> Task directions:
A faithful transcription is wanted of the lines from the top of the material through the line that holds "Target: broad green leaf", both ends included, leaving out the pictures.

> Provided data:

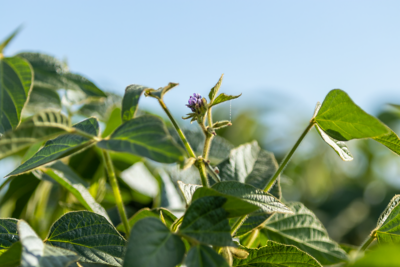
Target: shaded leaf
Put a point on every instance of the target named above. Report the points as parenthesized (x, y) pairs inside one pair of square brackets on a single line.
[(204, 256), (215, 89), (145, 136), (160, 92), (152, 244), (340, 147), (37, 254), (303, 230), (8, 234), (274, 254), (90, 235), (223, 98), (343, 120), (42, 126), (16, 81), (130, 101), (206, 221), (62, 146)]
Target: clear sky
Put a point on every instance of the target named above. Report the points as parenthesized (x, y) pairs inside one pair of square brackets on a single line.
[(266, 49)]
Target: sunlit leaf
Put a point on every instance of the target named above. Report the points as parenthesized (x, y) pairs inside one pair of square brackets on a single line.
[(62, 146), (16, 81), (204, 256), (131, 100), (303, 230), (206, 221), (43, 126), (152, 244), (274, 254), (144, 136), (89, 235)]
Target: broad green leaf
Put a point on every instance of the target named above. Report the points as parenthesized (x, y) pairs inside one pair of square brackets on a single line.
[(343, 120), (62, 146), (37, 254), (159, 213), (274, 254), (340, 147), (9, 38), (204, 256), (188, 191), (160, 92), (382, 256), (303, 230), (42, 126), (215, 89), (89, 235), (16, 81), (12, 257), (152, 244), (88, 87), (8, 234), (242, 199), (66, 177), (388, 227), (206, 221), (131, 100), (223, 98), (144, 136), (39, 96)]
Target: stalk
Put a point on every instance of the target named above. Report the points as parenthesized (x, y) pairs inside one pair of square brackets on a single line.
[(288, 157), (178, 129), (117, 194)]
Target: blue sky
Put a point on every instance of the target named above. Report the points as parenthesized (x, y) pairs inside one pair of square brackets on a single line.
[(275, 52)]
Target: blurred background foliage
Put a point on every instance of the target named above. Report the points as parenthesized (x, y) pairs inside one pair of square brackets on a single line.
[(348, 197)]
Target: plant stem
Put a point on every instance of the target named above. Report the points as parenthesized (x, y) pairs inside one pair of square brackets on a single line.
[(180, 133), (288, 157), (237, 224), (367, 242), (203, 173), (117, 194)]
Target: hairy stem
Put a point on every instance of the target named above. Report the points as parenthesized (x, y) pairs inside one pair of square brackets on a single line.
[(117, 194), (288, 157), (178, 129)]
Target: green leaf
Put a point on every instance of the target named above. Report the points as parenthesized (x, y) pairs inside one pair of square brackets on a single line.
[(388, 227), (242, 199), (215, 89), (340, 147), (90, 235), (130, 101), (39, 96), (206, 221), (88, 87), (16, 81), (303, 230), (159, 213), (274, 254), (160, 92), (12, 257), (152, 244), (144, 136), (343, 120), (67, 178), (188, 191), (62, 146), (37, 254), (204, 256), (8, 234), (42, 126), (223, 98), (9, 38), (382, 256)]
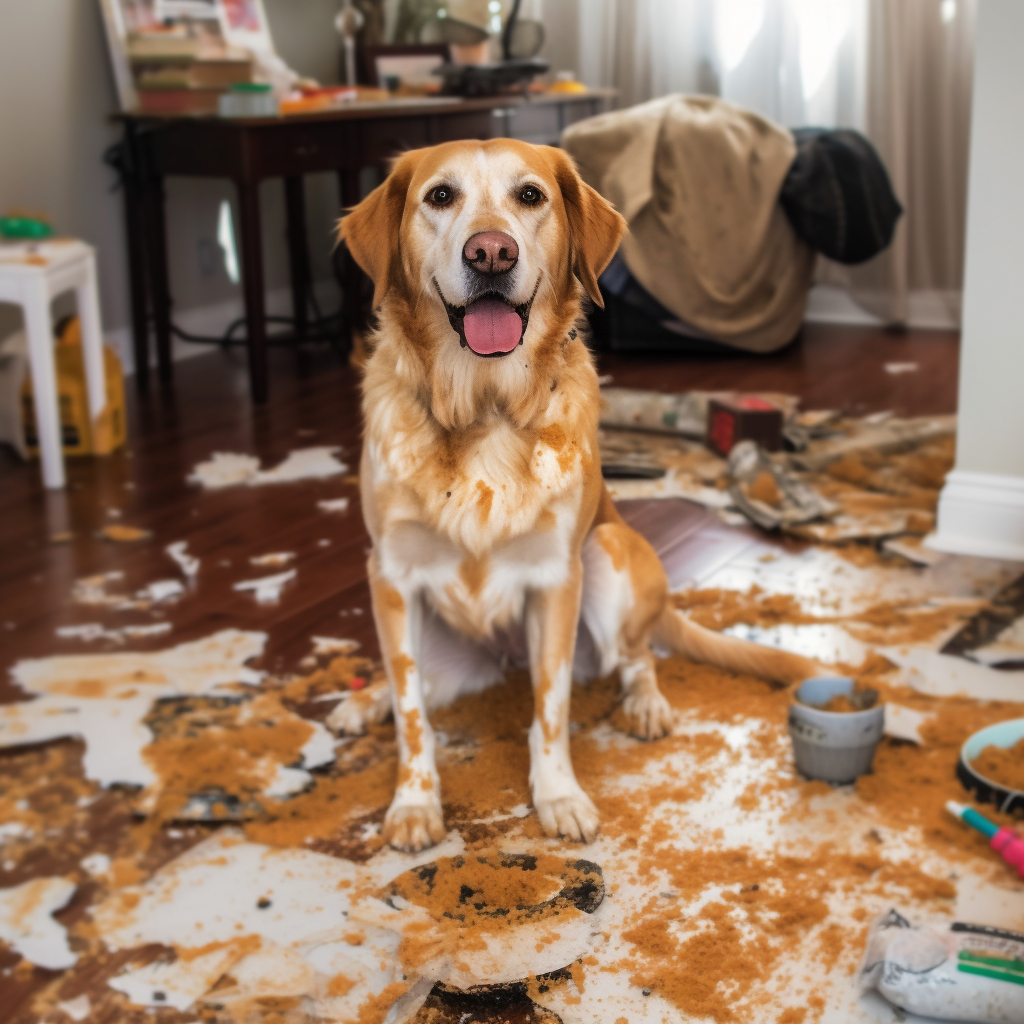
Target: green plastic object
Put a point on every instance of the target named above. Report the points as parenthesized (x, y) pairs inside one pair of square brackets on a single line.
[(25, 227), (979, 821)]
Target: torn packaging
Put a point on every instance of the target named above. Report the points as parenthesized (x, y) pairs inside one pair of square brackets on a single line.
[(280, 921)]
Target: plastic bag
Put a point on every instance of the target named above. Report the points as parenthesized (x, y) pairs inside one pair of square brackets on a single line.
[(952, 972)]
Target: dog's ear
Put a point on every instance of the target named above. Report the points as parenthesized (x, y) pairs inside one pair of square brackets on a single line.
[(372, 229), (595, 225)]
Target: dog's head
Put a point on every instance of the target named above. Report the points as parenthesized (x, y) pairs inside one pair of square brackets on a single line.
[(487, 230)]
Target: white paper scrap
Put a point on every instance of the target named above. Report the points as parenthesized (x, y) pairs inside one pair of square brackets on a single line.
[(27, 922), (266, 589)]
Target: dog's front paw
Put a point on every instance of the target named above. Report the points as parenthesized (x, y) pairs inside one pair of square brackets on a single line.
[(573, 817), (648, 714), (412, 827), (360, 710)]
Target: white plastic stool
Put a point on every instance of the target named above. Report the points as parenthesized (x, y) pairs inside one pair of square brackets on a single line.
[(31, 275)]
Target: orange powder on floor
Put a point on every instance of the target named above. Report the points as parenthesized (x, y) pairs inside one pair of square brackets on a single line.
[(237, 754), (1003, 765), (483, 890)]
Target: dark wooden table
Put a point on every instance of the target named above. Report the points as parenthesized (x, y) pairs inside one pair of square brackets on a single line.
[(249, 150)]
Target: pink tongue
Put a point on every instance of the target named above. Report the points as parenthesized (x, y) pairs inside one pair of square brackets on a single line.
[(492, 326)]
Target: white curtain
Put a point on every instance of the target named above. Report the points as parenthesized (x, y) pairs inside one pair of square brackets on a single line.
[(897, 70)]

> Solution to this problem:
Target: shaded leaf
Put a point on every instance of the target named above. Report the points as parenthesized (x, y) pairs inside one pair of square brackets on a single line.
[(204, 256), (215, 89), (145, 136), (160, 92), (152, 244), (340, 147), (37, 254), (303, 230), (8, 234), (274, 254), (90, 235), (223, 98), (343, 120), (42, 126), (16, 81), (130, 101), (206, 221), (62, 146)]
Target: clear sky
Put a point on every instance of the target named above. Report the points as parenthesized (x, y) pairs inside one pair of square brackets on a single line.
[(266, 49)]
Target: sunlit leaf
Put a point on every instance of the target named above. Report the points as parenthesized (x, y) pairs inside one pair of square brackets on a single line.
[(62, 146), (16, 81), (204, 256), (131, 100), (303, 230), (206, 221), (43, 126), (152, 244), (274, 254), (144, 136), (89, 235)]
Target: broad green leaf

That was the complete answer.